(PASSAGE FOR REVIEW begins)

A general characterization of our data shows that the distribution of records has a strong spatial bias, with areas of the country being highly covered while others having no observations, and that a limited number of volunteers are responsible for the majority of observations. The results also show strong seasonal patterns. This is not unexpected, since opportunistic citizen science databases are described as spatially and temporally biased13,14. The scarce number of volunteers responsible for a large proportion of the observations may be the main reason for this. In the case of this study, the reduced number of volunteers is also due to the lack of citizen science tradition in Portugal, leading to greater spatial data bias. It is also important to note that, for some specific taxonomic groups with different life histories, there are periods of the year when the groups/species can be observed and others when they cannot, or are more difficult to, such as hibernating reptiles, migratory species, and plants with different flowering periods.

Considering the variables that were identified to better explain the number of observations made, most of them indicate a positive effect of the accessibility of the survey area, such as altitude, density of roads (accessibility to a site - only found to be important for butterflies), or density of paths (accessibility within a site). Accessibility was already found to be important in determining where volunteers record observations28,29. Previous studies examining the spatial patterns of observations found strong roadside biases within woody plant records30, and have also showed that patterns differ between different taxonomic groups, such as between butterflies and mammals29.

(PASSAGE FOR REVIEW ends)
(GIVEN ENTRIES begins)

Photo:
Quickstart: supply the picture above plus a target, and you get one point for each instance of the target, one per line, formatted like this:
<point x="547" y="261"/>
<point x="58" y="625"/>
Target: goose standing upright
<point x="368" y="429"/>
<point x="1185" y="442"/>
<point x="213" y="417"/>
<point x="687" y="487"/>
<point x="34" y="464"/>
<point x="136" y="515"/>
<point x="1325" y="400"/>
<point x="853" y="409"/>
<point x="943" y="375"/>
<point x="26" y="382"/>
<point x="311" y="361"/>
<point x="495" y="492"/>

(GIVEN ENTRIES ends)
(GIVEN ENTRIES begins)

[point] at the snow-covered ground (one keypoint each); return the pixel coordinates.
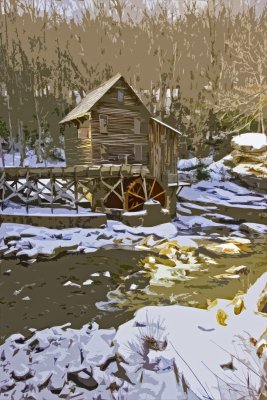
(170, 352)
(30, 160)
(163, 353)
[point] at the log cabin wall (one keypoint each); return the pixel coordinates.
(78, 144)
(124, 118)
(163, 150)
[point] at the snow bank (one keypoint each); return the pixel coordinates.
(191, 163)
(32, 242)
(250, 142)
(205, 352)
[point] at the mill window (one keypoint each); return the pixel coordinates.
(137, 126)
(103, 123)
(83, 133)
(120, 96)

(GIVEN ENTRIES ends)
(GIVEN ENTRIES begins)

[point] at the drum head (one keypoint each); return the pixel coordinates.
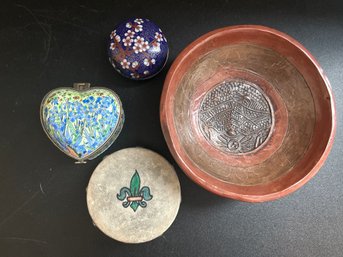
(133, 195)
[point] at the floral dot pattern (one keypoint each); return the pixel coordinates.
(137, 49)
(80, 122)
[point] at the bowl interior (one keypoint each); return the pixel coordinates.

(GIVEN ENTRIES ends)

=== REQUIREMENT 1 ===
Recast the paragraph of the citizen science passage that begins "Considering the variables that were identified" as a bulleted list, keeping its main facts.
=== REQUIREMENT 2 ===
Does each statement agree with the citizen science passage? Answer yes or no for each and quote the deciding words. (a) A small number of volunteers made most of the observations. (b) Road density was found to matter for every taxonomic group. (c) Portugal has a long citizen science tradition.

=== EXERCISE OUTPUT 1 ===
- Most variables that best explain the number of observations indicate a positive effect of survey-area accessibility.
- Examples include altitude, road density (accessibility to a site, found important only for butterflies) and path density (accessibility within a site).
- Accessibility was already known to shape where volunteers record observations.
- Earlier studies found strong roadside biases in woody plant records.
- Earlier studies also showed that patterns differ between taxonomic groups, such as butterflies and mammals.

=== EXERCISE OUTPUT 2 ===
(a) Yes: "a limited number of volunteers are responsible for the majority of observations"
(b) No: "only found to be important for butterflies"
(c) No: "the lack of citizen science tradition in Portugal"